■ **DIRECTIONS FOR THIS TASK**
Reproduce the listing below exactly. Pictures do not belong in the copy.

■ **MATERIAL SUPPLIED**

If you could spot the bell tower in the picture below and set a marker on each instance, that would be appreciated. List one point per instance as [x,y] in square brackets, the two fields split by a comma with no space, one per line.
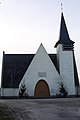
[66,59]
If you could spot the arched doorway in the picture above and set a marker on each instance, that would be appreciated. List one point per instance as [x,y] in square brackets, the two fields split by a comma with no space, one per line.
[42,89]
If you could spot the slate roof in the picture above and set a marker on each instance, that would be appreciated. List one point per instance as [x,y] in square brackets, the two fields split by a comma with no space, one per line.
[14,67]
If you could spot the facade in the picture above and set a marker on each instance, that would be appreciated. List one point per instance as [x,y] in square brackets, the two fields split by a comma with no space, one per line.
[41,74]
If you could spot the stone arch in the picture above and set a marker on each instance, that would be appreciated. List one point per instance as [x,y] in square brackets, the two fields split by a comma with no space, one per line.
[42,89]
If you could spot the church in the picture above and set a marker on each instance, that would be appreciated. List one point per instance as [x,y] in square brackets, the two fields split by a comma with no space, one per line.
[42,74]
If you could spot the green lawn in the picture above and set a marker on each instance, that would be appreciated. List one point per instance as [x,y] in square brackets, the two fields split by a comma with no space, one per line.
[5,113]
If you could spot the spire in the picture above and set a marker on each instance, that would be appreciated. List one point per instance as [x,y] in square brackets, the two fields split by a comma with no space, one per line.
[64,36]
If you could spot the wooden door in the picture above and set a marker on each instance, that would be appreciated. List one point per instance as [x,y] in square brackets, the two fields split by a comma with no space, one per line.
[42,89]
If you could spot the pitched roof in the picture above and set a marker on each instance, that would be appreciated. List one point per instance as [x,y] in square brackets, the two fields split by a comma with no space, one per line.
[15,66]
[64,36]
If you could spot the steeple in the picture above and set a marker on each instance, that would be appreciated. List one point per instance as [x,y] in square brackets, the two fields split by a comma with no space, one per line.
[64,36]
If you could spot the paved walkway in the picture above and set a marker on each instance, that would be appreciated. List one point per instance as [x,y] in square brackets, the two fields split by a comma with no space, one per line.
[45,109]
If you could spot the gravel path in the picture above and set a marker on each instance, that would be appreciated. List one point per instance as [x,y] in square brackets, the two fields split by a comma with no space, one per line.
[45,109]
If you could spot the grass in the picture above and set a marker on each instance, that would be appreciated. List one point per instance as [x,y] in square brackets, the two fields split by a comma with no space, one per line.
[6,113]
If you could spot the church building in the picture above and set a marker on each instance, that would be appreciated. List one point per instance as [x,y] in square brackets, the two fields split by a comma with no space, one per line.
[41,74]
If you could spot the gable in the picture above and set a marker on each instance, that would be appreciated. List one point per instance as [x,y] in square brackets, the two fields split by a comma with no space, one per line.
[14,67]
[41,67]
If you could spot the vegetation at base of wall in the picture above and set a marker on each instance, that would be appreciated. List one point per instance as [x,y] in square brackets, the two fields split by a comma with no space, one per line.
[5,113]
[62,91]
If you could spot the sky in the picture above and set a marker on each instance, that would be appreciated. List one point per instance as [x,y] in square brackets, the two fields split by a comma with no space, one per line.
[25,24]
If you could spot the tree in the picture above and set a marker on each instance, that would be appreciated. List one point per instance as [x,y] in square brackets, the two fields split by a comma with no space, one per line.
[62,91]
[22,92]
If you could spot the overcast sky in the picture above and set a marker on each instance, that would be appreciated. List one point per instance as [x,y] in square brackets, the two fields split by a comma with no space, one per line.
[24,24]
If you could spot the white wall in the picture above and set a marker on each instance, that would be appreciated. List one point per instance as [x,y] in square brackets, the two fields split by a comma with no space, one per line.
[66,69]
[41,63]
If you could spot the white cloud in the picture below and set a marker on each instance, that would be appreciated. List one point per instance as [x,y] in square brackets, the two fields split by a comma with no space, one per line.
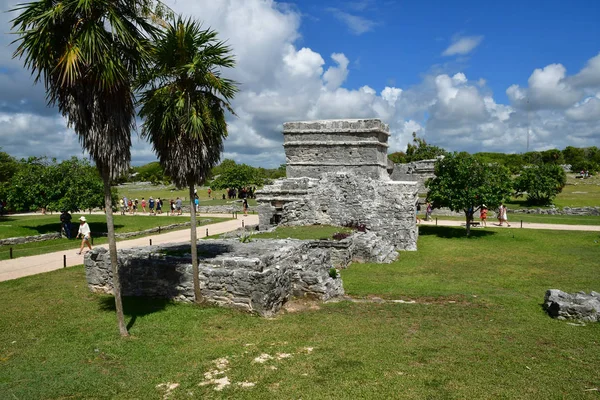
[335,76]
[462,45]
[548,88]
[356,24]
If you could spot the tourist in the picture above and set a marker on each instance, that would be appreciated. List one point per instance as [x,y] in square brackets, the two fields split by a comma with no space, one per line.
[151,205]
[178,206]
[85,233]
[483,215]
[65,220]
[502,215]
[159,206]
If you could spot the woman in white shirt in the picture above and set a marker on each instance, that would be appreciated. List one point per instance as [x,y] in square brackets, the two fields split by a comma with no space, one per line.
[85,233]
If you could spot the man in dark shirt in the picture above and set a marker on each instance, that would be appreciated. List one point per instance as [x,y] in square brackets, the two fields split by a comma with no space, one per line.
[65,220]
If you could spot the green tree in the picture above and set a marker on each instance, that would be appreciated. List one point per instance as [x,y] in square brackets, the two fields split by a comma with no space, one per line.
[462,183]
[238,176]
[87,53]
[541,183]
[184,108]
[421,150]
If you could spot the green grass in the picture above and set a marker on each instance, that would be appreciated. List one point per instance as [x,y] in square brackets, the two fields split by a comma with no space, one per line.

■ **THE OUTPUT**
If you could spot the bell tower in the picture below and set a marker on each instance, that would be appreciated. List one point per instance as [x,y] in square brackets, the two fields split by a comma with no space, one per line.
[66,59]
If you could spot the arched doorway in the picture above and set a marker on each instance, that would be appreciated. List one point per instance as [x,y] in square brackets, the two fields split by a comma with no space, one per line.
[42,89]
If you could spot the slate roof in the picture above and set a marker on each instance, that would be appreciated. List one point per instance as [x,y] in square brackets, the two fields split by a comma with no space, one per line.
[14,67]
If you could spot the facade in the picture above and set a marker on each instance, that would be appreciated. List one point per instance as [x,y] in square brackets, the two fields split by a comma with no space, one per line.
[41,74]
If you could spot the stone arch in the picture above and set a marker on each instance, that would be appreciated. List one point per instance as [x,y] in square brackets, the two fields split by a comma with no space, one per line.
[42,89]
If you could spot the church in the picture above and set a marker on each instance, that would be appreciated. List one point per instance as [x,y] in square brackets, the two fields split by a comma with no space, one per line.
[42,74]
If you could spot the green lawn in the picture above and set a marker on each instance, that would be appreciated. List one point per instance as [x,y] in square brackets, the two fields split by a comma with no space, one per line.
[5,113]
If you could spot the spire in the picture above and set a marker on each instance, that would be appreciated. List one point per instance as [x,y] in square brackets, the two fields split by a comma with no space, one per line.
[64,36]
If you could spot the wooden door in the picture above and set a marker on each instance, that would be appreciated. List one point per instance as [x,y] in square brackets, the two fields split by a comma with no space, one per line.
[42,89]
If you could spot the pitched roof in the picture above and set a marker on each instance, that would be appreciated. List one point per instance as [x,y] in square brackets, the two fields split by a comma with no space, one per line.
[15,66]
[64,36]
If you could spot the steeple in the picture above and set a marker on each instance, that would be appreciated. List one point per instance as [x,y] in square brackets, the two fields split by a comma with no space, one per line.
[64,36]
If you could spot the paved walkway in the picture above and set a marker on each instance, that would be appreciated. List one point per instance as [x,y] in square brackets, the two fields split by a comma with no space, one per line.
[45,109]
If you could spot the gravel path in the picture above and set a marker on each instance, that would be appreciated. List one point per instance as [x,y] in square brackets, the two fields split by a comma with no space, one per line.
[45,109]
If you could spot the grass in the picture above and set a marker on each instance, that would be appreciated. List one point per instance as [x,y] in square brackets, the two fields split by a comma with no space, one per line.
[6,113]
If you could spot the church building in the picture above and set a marker on each instance, that would be appreciated. List one point per instance as [x,y] in square brackets, the two fields split by a comma with no space, one per line.
[41,74]
If you could spot the gable in the picture above and set a marker on each instance, that would be appreciated. List one point per instance as [x,y] in square brackets, the two fields split by a comma with no space, one per line.
[14,67]
[41,67]
If you could spot the vegetation at base of wall in the picture above and set a marker on each instance, that would be appreciated. List one point per instance as [x,y] in square brackets, the two fields split by a comma with no space, one per line.
[5,113]
[62,91]
If you could spot the sky in the picture above and set a marker on each instance, that would be appreciated. List one point per instance as [x,y] in square brackets, the two fields split by a comma with no space, one per line.
[25,24]
If you could spot the tree in the picture above and set a marker on each instance, that would be appreciated. List one point per instance as [x,y] in square brackets, the two fields split by a comma with no space, one per line.
[62,91]
[22,92]
If you could spot the overcast sky in the picture above and set a marker on each instance, that would be appreciated. List one point per instance as [x,y] in square brackets, the two fields split by a comma with no space, one per line.
[24,24]
If you could spot the white wall in the picture above and set a marker on each instance, that would be appreciated. List one point per instance as [x,y] in square brackets, the two fields split by a comma with no space, one per line.
[66,69]
[41,63]
If you could spot the white cloud in the picture below and set a marker on each instance, that would be appreciated. List one point per instance as [x,y] in square brackets, the two fields split by a comma with no space, one per line.
[335,76]
[462,45]
[548,88]
[356,24]
If you could spot the tourist in the picture above and set a marker on each instance, that would be appreciated. List one point per instance as [x,y] in square brackets, the two fields split by a comma with no space, one per line.
[151,205]
[178,206]
[85,233]
[483,215]
[65,220]
[502,215]
[159,206]
If you could spot the woman in white shirt in the picture above and set a marker on each instance, that would be appreciated. List one point per instance as [x,y] in square brackets, the two fields split by a comma with no space, one per line.
[85,233]
If you could spot the man in dark shirt in the picture above and set a marker on each instance, that would be appreciated. List one point per instance as [x,y] in square brackets, the two fields split by a comma with no space, one per line.
[65,220]
If you could spot the green tree in the picture above and set a marker on each instance, that would be appreciated. List one point per instance as [x,y] in square brackets, the two fields split by a comma with no space, one per line.
[462,183]
[238,176]
[87,53]
[541,183]
[184,108]
[421,150]
If you could spot the green grass in the picture above and set a marker on each instance, that would be appreciated. List one point per instance as [x,y] in square brackets, the two fields split by a comma with no space, one per line.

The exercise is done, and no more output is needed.